CHALLENGE :: Write out the material again exactly, please, and omit the pictures.

Entries taken from a collection ::
begin

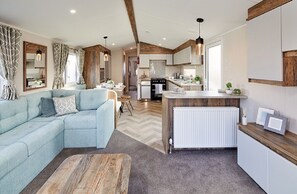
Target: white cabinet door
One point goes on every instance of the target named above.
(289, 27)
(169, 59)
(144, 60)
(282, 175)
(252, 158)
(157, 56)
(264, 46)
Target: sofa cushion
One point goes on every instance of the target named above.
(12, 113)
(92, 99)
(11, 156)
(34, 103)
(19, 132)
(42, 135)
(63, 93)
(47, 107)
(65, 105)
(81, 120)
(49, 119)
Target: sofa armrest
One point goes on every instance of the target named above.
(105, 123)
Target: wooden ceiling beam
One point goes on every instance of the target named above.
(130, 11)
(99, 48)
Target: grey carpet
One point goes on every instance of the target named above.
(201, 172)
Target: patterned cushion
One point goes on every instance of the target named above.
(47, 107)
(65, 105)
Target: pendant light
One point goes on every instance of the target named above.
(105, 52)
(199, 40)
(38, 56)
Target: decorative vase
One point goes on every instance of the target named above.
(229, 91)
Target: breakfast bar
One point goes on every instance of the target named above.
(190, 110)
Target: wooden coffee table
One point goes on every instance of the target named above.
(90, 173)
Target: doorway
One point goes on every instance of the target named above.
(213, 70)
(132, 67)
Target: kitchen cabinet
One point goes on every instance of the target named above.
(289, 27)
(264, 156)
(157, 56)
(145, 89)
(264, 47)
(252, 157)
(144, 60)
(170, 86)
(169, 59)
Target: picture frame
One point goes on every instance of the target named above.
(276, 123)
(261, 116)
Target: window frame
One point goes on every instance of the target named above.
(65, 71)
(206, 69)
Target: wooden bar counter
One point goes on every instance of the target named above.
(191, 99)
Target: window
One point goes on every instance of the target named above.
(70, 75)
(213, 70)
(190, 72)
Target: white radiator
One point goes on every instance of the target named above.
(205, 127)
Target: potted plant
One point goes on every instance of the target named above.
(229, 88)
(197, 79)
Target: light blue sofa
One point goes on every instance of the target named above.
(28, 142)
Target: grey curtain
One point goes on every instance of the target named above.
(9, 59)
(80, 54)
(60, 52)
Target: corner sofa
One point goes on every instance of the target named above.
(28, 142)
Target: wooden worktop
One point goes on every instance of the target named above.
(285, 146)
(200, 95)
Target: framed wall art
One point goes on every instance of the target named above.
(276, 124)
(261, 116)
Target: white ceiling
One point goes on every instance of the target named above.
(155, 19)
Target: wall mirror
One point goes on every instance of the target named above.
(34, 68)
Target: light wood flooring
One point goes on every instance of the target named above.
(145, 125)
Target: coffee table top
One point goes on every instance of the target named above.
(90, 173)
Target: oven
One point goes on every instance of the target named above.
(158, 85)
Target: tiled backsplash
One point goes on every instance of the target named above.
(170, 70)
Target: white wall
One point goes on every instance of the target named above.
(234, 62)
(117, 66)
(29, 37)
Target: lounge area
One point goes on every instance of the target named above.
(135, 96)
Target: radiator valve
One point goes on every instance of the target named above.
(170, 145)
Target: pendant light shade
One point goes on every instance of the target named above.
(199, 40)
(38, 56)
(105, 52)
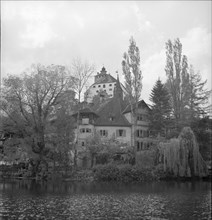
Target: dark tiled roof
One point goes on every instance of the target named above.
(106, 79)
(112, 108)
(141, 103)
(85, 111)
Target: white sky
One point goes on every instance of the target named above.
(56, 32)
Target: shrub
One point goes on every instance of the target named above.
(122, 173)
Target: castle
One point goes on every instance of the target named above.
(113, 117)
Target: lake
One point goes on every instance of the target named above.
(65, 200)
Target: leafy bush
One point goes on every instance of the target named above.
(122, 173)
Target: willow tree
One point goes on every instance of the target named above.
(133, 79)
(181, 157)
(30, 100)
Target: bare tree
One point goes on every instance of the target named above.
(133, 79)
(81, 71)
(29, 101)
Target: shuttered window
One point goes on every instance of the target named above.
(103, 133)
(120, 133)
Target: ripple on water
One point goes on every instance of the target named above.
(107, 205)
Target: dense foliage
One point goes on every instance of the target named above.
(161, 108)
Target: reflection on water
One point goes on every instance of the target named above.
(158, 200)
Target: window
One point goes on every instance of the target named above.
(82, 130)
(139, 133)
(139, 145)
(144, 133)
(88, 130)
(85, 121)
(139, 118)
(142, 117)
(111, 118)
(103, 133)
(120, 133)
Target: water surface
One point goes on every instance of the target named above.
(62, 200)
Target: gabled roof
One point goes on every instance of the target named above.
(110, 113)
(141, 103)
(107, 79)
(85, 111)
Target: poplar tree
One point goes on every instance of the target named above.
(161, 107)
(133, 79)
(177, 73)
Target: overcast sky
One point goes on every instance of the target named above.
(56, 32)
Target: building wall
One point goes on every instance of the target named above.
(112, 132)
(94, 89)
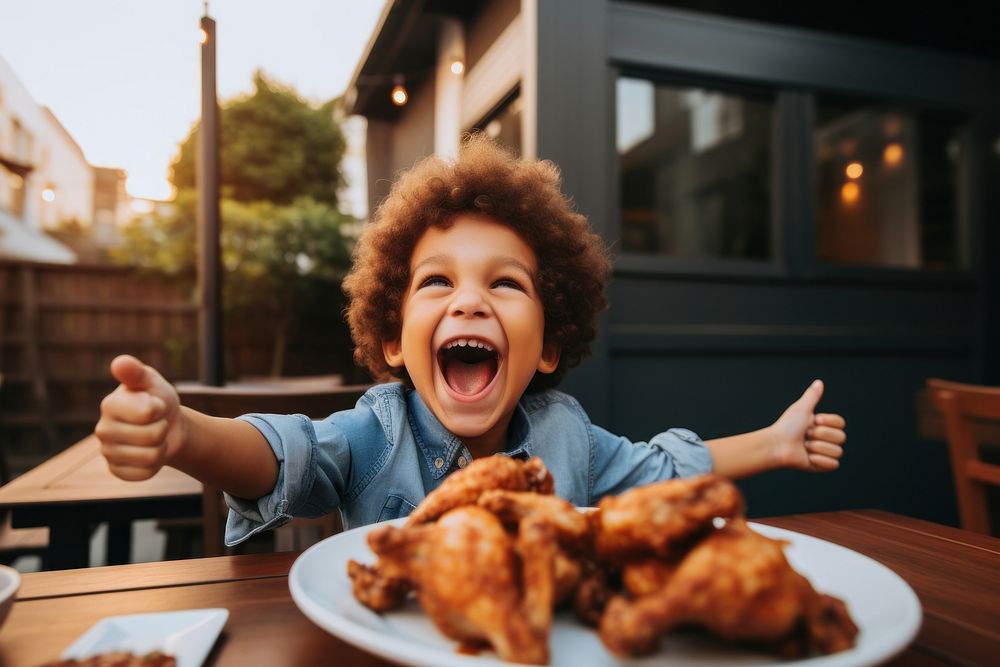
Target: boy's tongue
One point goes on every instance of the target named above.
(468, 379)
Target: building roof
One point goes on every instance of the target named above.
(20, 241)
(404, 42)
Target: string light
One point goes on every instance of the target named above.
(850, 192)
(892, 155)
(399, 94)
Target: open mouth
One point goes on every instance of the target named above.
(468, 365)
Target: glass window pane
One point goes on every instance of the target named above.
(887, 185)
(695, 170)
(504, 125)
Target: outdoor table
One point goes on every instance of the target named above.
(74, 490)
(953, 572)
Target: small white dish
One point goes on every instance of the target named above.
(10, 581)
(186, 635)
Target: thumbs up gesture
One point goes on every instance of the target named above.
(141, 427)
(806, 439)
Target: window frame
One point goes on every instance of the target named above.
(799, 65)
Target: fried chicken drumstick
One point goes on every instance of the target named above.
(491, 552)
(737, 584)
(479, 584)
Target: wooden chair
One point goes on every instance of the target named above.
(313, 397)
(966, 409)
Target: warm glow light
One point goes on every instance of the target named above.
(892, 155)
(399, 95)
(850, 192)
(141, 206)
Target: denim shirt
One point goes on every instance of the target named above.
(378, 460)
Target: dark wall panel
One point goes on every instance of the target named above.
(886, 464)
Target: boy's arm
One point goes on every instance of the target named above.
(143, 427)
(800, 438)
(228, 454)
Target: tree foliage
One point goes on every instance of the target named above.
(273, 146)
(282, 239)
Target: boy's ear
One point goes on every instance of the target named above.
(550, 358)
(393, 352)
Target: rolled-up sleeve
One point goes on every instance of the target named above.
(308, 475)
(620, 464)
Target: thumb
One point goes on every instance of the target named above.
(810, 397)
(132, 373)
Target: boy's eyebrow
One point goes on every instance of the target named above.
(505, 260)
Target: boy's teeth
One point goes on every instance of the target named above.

end

CORRECT ANSWER ::
Target: white cabinet door
One point goes on every instance of the target named above.
(289, 27)
(169, 59)
(144, 60)
(282, 175)
(252, 158)
(157, 56)
(264, 46)
Target: sofa cushion
One point goes on every instance of the target named above.
(12, 113)
(92, 99)
(11, 156)
(34, 103)
(19, 132)
(42, 135)
(63, 93)
(47, 107)
(65, 105)
(81, 120)
(49, 119)
Target: sofa armrest
One point goes on every instance of the target named above.
(105, 123)
Target: wooden ceiling beam
One point goes on every instance of the target named above.
(130, 11)
(99, 48)
Target: grey carpet
One point goes on every instance of the target named above.
(201, 172)
Target: patterned cushion
One point goes on every instance of the target named above.
(47, 107)
(65, 105)
Target: pendant light
One point goes on every instance of the target named above.
(105, 52)
(199, 40)
(38, 56)
Target: decorative vase
One point goes on every instance of the target named above.
(229, 91)
Target: breakfast bar
One point goes on every instance of the target named above.
(190, 110)
Target: wooden coffee table
One point goes on every instance of the target named above.
(90, 173)
Target: doorway
One point goes on every instance of the target named above.
(213, 70)
(132, 67)
Target: kitchen cabinet
One point goes on every instance of the target named above.
(289, 27)
(264, 156)
(157, 56)
(145, 89)
(264, 47)
(252, 157)
(144, 60)
(170, 86)
(169, 59)
Target: picture frame
One point goes on every instance of the target named above.
(276, 123)
(261, 116)
Target: window frame
One point goes on every instance of the target named above.
(65, 71)
(206, 69)
Target: wooden bar counter
One point goes on every instance of the target named above.
(191, 99)
Target: window
One point goes on every instance of the target named above.
(70, 75)
(213, 70)
(190, 72)
Target: white radiator
One point goes on every instance of the target named above.
(205, 127)
Target: potted plant
One point goes on every instance of the target named above.
(229, 88)
(197, 79)
Target: light blue sofa
One point goes on every instance of the target named above.
(28, 142)
Target: grey curtain
One point goes on every instance of the target named above.
(9, 59)
(80, 54)
(60, 52)
Target: corner sofa
One point goes on every instance of the target named above.
(28, 142)
Target: wooden worktop
One point goes on every instance of the target named above.
(285, 146)
(200, 95)
Target: framed wall art
One point goes on every instance of the target named above.
(276, 124)
(261, 116)
Target: white ceiling
One point goes on every instance of the target named above.
(155, 19)
Target: wall mirror
One point goes on every instance of the target named above.
(34, 68)
Target: light wood flooring
One point goes on every instance of the target named above.
(145, 125)
Target: coffee table top
One point goes on every instance of the target named above.
(90, 173)
Target: oven
One point goes on every instance of the target named above.
(158, 85)
Target: tiled backsplash
One point goes on every instance of the target named above.
(170, 70)
Target: white wall
One point goes on every instance of the target named above.
(234, 62)
(117, 66)
(29, 37)
Target: lounge area
One point goes on every instance of the target named above.
(135, 96)
Target: radiator valve
One point goes on every instance of the target named above.
(170, 145)
Target: pendant light shade
One point goes on every instance of the target named above.
(199, 40)
(38, 56)
(105, 52)
Target: dark tiled roof
One point goes on every instance of the target named above.
(106, 79)
(112, 108)
(141, 103)
(85, 111)
Target: white sky
One point goes on every instance of the target named above.
(56, 32)
Target: shrub
One point goes on every instance of the target named above.
(122, 173)
Target: castle
One point goes on every instance of the target named above.
(113, 117)
Target: lake
One point goes on every instance of the target named above.
(65, 200)
Target: leafy bush
One point goes on every instance of the target named above.
(122, 173)
Target: willow tree
One point goes on every instance of the target named above.
(133, 79)
(181, 157)
(30, 100)
Target: bare tree
One point goes on every instance of the target named above.
(133, 79)
(81, 71)
(29, 101)
Target: shuttered window
One point goes on every instance of the target named above.
(103, 133)
(120, 133)
Target: ripple on water
One point goes on every instance of the target named above.
(107, 205)
Target: dense foliage
One point goes on every instance of the target named above.
(161, 108)
Target: reflection on water
One point goes on every instance of the target named above.
(158, 200)
Target: window
One point goes on every instance of the target named above.
(82, 130)
(139, 133)
(139, 145)
(144, 133)
(88, 130)
(85, 121)
(139, 118)
(142, 117)
(111, 118)
(103, 133)
(120, 133)
Target: water surface
One point goes on every instance of the target named above.
(62, 200)
Target: gabled roof
One point goes on every instance of the target named above.
(110, 113)
(141, 103)
(107, 79)
(85, 111)
Target: poplar tree
One point goes on every instance of the target named above.
(161, 107)
(133, 79)
(177, 73)
Target: overcast sky
One point goes on every instance of the target named above.
(56, 32)
Target: building wall
One point goes on every instance of the target named above.
(112, 132)
(94, 89)
Target: boy's tongue
One point goes on every instance of the target named above.
(468, 379)
Target: building roof
One point goes on every instance of the target named above.
(20, 241)
(404, 42)
Target: string light
One point goes on every instance of the target named above.
(850, 192)
(892, 155)
(399, 94)
Target: open mouth
One point goes on every instance of the target named above.
(468, 365)
Target: glass window pane
One point goes on every instance of the target named above.
(887, 185)
(695, 170)
(504, 125)
Target: outdoor table
One point goes on every instance of the target named above.
(74, 490)
(953, 572)
Target: small white dish
One point goes on every instance of the target named above.
(10, 581)
(186, 635)
Target: thumbs up gesture
One point goes on every instance of the target named above.
(141, 427)
(806, 439)
Target: window frame
One point goes on every instance of the target named above.
(799, 65)
Target: fried chicken drumstick
One point goes on every instance of the target named above.
(491, 552)
(737, 584)
(479, 584)
Target: wooden chair
One point goes on every instance of the target named above.
(313, 397)
(966, 409)
Target: warm glow light
One point goes on every instance of the target named above.
(892, 155)
(399, 95)
(850, 192)
(141, 206)
Target: denim shirt
One point goes on every instance of the target named above.
(378, 460)
Target: dark wall panel
One point goes on every instance of the target named above.
(886, 464)
Target: boy's arm
One point goes on every instance of the target named above.
(143, 427)
(800, 438)
(228, 454)
Target: tree foliage
One point goes on every instance of the target named above.
(273, 146)
(282, 239)
Target: boy's ear
One point goes on every instance of the target named above.
(550, 358)
(393, 352)
Target: rolled-up sleeve
One point goes on every instance of the target named above.
(308, 475)
(620, 464)
Target: thumb
One point goes on every instance of the target named above.
(810, 397)
(132, 373)
Target: boy's eyebrow
One point goes on every instance of the target named above.
(505, 260)
Target: boy's teeth
One point goes on every instance of the target named above.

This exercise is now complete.